Background information
- Born: Charlie Lee Byrd September 16, 1925 Suffolk, Virginia, U.S.
- Origin: Washington, D.C., U.S.
- Died: December 2, 1999 (aged 74) Annapolis, Maryland, U.S.
- Genres: Bossa nova, Latin jazz, swing
- Occupation: Musician
- Instrument: Guitar
- Years active: 1957–1999
- Labels: Savoy, Riverside, Columbia, Concord Jazz

= Charlie Byrd =

American jazz guitarist (1925–1999)

Charlie Lee Byrd (September 16, 1925 – December 2, 1999) was an American jazz guitarist who played fingerstyle on a classical guitar. Byrd was best known for his association with Brazilian music, especially bossa nova. In 1962, he collaborated with Stan Getz on the album Jazz Samba, a recording which brought bossa nova into the mainstream of North American music.

==Early life==
Charlie Byrd was born in 1925 in Suffolk, Virginia, and grew up in the borough of Chuckatuck. His father, a mandolinist and guitarist, taught him how to play the acoustic steel guitar at age 10. Byrd had three brothers, Oscar, Jack, and Gene "Joe" Byrd, who was an upright bass player. In 1942, Byrd entered the Virginia Polytechnic Institute (VPI, now better known as Virginia Tech) and played in the school orchestra. In 1943, he was drafted into the United States Army, saw combat in World War II, and was stationed in Paris in 1945. There he played in an Army Special Services band and toured occupied Europe in the all-soldier production G.I. Carmen.

-------

Your instructions -
Carry on the biography of Charlie Byrd from the point where it stops. The lines that follow are not needed for this.

Supplied information -

-------

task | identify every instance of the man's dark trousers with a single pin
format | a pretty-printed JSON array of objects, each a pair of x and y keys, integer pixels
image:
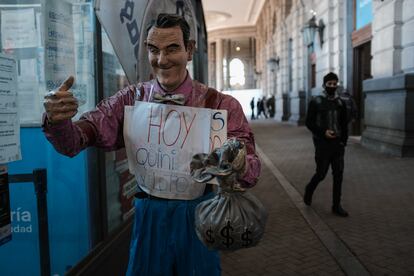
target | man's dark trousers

-------

Exercise output -
After the war, Byrd returned to the United States and studied composition and jazz theory at the Harnett National Music School in Manhattan, New York City. During this time, he began playing a classical guitar. His first nylon string classical guitar is believed to be a 1933 Vincente Tatay which he purchased in a NYC music store. (source - Elana Byrd - Sister in-law) After moving to Washington, D.C., in 1950, he studied classical guitar with Sophocles Papas for several years. In 1954, he became a pupil of the Spanish classical guitarist Andrés Segovia and spent time studying with him in Italy.

Byrd's earliest and greatest influence was the gypsy jazz guitarist Django Reinhardt, whom he saw perform in Paris.

==Career==
In 1957, Byrd met double bassist Keter Betts in a Washington, D.C., club called the Vineyard. The two men began performing gigs together, and by October were frequently performing at a club called the Showboat. In 1959, they joined Woody Herman's band and toured Europe for three weeks as part of a State Department-sponsored goodwill tour. The other members of the band were Vince Guaraldi, Bill Harris, Nat Adderley, and drummer Jimmy Campbell. Byrd led his own groups that sometimes featured his brother Joe. Byrd was also active as a teacher in the late 1950s; he trained guitar students at his home in Washington, D.C., each being required to audition before he agreed to be their teacher.

Byrd was introduced to Brazilian music by Felix Grant, a friend and radio host who had contacts in Brazil in the late 1950s, and who was well-known there by 1960 due to the efforts of Brazilian radio broadcaster Paulo Santos. Following a 1961 diplomatic tour of South America (including Brazil) for the State Department, Byrd returned home and met with Stan Getz at the Showboat Lounge. Byrd invited Getz back to his home to listen to some bossa nova recordings by João Gilberto and Antonio Carlos Jobim which he had brought back. Getz liked what he heard and the two decided that they wanted to make an album of the songs. The task of creating an authentic sound, however, proved much more challenging than either had anticipated.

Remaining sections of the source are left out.